* THE REQUEST
Update the lines from the one containing "Task: pick out evergreen" through the end of the records by replacing "evergreen foliage" with "conifer branches", and leave everything else unchanged.

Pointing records
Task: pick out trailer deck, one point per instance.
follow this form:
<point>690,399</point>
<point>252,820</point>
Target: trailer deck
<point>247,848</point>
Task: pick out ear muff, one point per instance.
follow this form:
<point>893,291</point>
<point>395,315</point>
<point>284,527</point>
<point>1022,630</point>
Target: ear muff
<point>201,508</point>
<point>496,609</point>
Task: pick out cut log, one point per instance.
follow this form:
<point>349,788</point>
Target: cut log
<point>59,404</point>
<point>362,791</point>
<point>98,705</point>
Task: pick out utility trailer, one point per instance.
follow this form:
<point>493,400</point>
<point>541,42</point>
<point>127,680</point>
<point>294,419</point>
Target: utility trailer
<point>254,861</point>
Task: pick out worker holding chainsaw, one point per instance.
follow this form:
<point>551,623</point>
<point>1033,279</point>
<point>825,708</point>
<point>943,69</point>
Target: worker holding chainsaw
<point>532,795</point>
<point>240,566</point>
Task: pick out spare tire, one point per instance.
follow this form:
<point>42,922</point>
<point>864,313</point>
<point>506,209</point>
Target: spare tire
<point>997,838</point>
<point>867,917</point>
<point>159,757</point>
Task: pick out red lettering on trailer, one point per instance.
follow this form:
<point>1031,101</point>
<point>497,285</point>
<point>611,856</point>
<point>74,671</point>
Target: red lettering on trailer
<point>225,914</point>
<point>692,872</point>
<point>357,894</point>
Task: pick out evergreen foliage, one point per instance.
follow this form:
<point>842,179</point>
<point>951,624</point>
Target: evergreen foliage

* OUTPUT FOR THIS TASK
Task: pick out conifer branches, one point per instance.
follow this form:
<point>842,179</point>
<point>951,624</point>
Target: conifer branches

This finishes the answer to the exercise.